## START

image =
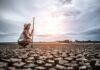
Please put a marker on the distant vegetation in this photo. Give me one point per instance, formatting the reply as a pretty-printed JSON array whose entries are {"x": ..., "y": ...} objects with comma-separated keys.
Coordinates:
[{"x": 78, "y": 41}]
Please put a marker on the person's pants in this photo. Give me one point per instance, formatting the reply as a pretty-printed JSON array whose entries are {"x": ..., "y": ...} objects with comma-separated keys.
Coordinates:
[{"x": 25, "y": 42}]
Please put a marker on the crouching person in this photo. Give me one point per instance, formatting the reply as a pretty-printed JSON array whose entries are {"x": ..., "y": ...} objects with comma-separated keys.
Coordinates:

## END
## START

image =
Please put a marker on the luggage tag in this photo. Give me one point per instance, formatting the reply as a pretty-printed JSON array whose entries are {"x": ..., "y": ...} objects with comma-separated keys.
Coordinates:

## END
## START

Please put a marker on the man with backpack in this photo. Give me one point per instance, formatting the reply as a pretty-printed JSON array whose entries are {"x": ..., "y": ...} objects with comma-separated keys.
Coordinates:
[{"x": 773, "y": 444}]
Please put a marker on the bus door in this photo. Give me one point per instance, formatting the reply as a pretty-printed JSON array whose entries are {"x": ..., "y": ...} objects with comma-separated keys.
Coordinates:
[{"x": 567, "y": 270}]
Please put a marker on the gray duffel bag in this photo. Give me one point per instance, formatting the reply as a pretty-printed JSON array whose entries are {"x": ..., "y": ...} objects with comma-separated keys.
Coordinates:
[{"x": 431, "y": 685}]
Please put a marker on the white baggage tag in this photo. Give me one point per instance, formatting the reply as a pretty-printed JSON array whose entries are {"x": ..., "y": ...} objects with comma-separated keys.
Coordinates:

## END

BRIEF:
Tally the lines in the records above that contain the word "person", and reply with the number alone.

WRITTEN RESPONSE:
2